** INSTRUCTION **
Reproduce each of the following items line for line, with no changes.

--- START SUPPLIED INFORMATION ---

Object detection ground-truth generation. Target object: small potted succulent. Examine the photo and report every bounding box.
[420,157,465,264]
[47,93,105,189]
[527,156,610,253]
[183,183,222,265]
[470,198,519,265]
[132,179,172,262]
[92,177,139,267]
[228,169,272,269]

--- END SUPPLIED INFORMATION ---

** COMPLETED TASK **
Object detection ground-truth generation. Target object: small potted succulent. Examine the photo and report every bounding box.
[420,157,465,264]
[47,93,105,189]
[527,156,610,253]
[183,183,222,265]
[470,198,519,265]
[132,179,172,262]
[92,177,139,267]
[228,169,272,269]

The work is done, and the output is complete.